* _Problem statement_
Type out the data below in its entirety, exactly as given.
Entries provided section start
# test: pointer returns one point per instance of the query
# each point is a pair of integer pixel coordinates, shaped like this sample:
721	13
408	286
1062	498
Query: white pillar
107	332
Entries provided section end
* _Task answer_
# test: pointer returns one point per instance of the query
# each point is a pair of integer pixel coordinates, shaped like this sample:
721	13
408	286
1062	498
Query: white pillar
107	332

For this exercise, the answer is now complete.